Items listed in a dataset:
● ● ● ●

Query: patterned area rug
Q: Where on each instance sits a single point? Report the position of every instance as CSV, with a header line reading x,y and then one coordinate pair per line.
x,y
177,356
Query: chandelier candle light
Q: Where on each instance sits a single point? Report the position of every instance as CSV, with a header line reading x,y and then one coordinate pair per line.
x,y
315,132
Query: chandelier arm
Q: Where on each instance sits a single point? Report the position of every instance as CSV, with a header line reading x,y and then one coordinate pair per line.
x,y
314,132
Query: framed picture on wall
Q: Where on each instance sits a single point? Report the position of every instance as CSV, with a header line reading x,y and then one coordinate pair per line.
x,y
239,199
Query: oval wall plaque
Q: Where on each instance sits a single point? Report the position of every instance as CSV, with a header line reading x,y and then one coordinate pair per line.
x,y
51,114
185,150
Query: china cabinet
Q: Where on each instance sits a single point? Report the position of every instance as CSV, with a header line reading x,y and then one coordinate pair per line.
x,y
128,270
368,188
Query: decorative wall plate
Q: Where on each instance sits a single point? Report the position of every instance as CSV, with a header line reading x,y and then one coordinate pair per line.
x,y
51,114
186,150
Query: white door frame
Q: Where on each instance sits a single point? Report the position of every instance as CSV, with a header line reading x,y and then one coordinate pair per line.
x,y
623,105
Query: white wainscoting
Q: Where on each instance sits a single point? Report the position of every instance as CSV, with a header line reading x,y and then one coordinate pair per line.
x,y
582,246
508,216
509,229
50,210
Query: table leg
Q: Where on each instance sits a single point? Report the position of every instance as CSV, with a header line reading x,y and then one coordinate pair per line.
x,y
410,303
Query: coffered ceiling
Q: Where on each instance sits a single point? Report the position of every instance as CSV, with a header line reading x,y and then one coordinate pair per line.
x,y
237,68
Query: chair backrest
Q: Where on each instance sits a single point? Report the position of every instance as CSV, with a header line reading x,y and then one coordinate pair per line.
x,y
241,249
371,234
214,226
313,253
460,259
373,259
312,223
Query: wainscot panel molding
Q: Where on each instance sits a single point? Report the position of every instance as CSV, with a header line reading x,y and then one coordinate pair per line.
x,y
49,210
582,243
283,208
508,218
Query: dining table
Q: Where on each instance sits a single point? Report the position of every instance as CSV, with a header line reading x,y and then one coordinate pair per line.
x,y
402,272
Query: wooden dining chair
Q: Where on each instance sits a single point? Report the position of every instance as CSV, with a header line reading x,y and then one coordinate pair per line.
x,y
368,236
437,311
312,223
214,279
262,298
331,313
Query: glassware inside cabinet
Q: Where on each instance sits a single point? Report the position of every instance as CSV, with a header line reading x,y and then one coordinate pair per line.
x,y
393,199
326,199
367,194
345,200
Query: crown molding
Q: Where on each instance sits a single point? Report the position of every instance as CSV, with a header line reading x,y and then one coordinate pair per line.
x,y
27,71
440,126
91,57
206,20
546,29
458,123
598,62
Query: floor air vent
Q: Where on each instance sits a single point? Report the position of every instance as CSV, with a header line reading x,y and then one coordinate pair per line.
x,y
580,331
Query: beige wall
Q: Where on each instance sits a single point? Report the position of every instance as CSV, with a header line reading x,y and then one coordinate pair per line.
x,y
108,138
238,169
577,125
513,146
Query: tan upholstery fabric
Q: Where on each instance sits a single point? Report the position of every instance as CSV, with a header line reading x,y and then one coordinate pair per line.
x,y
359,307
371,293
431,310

● ● ● ●

**What the task requires**:
Print the records again in their entirety, character for character.

**Response box**:
Query: patterned area rug
Q: Where on each instance sits a single point? Report the position of every instance as CSV, with a header line reading x,y and then one coordinate pair per line.
x,y
177,356
Query: chandelier candle light
Q: Where on each instance sits a single point? Report the position of every instance as CSV, with a header line reading x,y and then one coordinate pair per line.
x,y
315,132
Query: chandelier arm
Q: Where on each instance sits a single point? Report the position of every instance as CSV, with a header line reading x,y and then one coordinate pair per line.
x,y
314,132
Query: framed picture on wall
Q: Where on each instance sits a single point? Report the position of every instance as CSV, with a header line reading x,y and then one coordinate pair per line.
x,y
239,199
Query: oval wall plaque
Q: Where on each instance sits a single point? Report the position of every instance as CSV, with a header line reading x,y and then one coordinate pair per line.
x,y
51,114
185,150
Query: china cabinet
Q: Where on each instance sits a single point? Report the position of every instance as CSV, with a header line reading x,y and then one coordinate pair per line.
x,y
128,270
368,188
Query: decorative wall plate
Q: Where on each instance sits a single point? Report the position of every instance as CSV, with a header line reading x,y and then one coordinate pair per line.
x,y
51,114
186,150
Query: white door frame
Q: Where on each instance sits a single point? Report the position of every instance as CSV, with a header line reading x,y and then one coordinate pair per line.
x,y
623,105
Query: white wainscoting
Q: Where on each instance sits a single point? Report the position of every instance as CSV, with a header line reading x,y and then one coordinate pair per line.
x,y
582,246
508,216
509,229
50,210
Query: table leg
Q: Where on each instance sits a single point? Report the position of every instance as CSV, with a header line reading x,y and then one coordinate pair per line.
x,y
410,303
Query: coffered ceiling
Q: Where on each instance sits a single point? Report the position of every instance as CSV, with a header line reading x,y and then one coordinate pair per line.
x,y
237,68
Query: chair backrest
Q: Where on each instance sits a single point? Report the position of every instance as CSV, with a header line reading x,y and then one coordinate pair per line.
x,y
241,249
371,234
214,226
313,253
460,259
373,259
312,223
Query: wainscot panel molding
Q: Where on each instance sits a single point? Report the position of every instance as CSV, with a header line reading x,y and then one coordinate pair per line.
x,y
49,210
582,243
283,208
508,218
Query: dining table
Q: Where on each instance sits a single point? Report the position of every instance as CSV, with a header line reading x,y and then one coordinate pair per line.
x,y
402,272
Query: wooden dining chair
Q: Where on each instance sits a single point? Report the position of every instance as CSV, with a header line reading x,y and then one coordinate pair per line.
x,y
368,236
437,311
312,223
214,279
262,298
331,313
Query: glassware inside cabinet
Q: Where on each instance sits a single point? Report the position of every instance as CSV, with a header line reading x,y and then one coordinate pair per line.
x,y
393,199
326,199
367,194
345,200
Query: crown molding
Q: Where on each instance sits a single point? Report the position of every instance as CSV, with a header line reading x,y and then one coordinate pair per line.
x,y
27,71
440,126
91,57
206,20
546,29
458,123
598,62
Query: floor air vent
Q: Where on each instance sits a single point? Report the position of every instance as CSV, with a header line reading x,y and then one coordinate pair per line.
x,y
580,331
Query: beige wall
Q: Where on each instance sits a single point? Report the position of every instance as CSV, with a header line reading x,y and then one coordinate pair per line.
x,y
108,138
238,169
577,125
513,146
Query: tan upholstery fabric
Q: Where on each instance sits a single point? Report the position of every instance as CSV, with a header line reading x,y and then one coordinate pair per line.
x,y
359,307
371,293
431,310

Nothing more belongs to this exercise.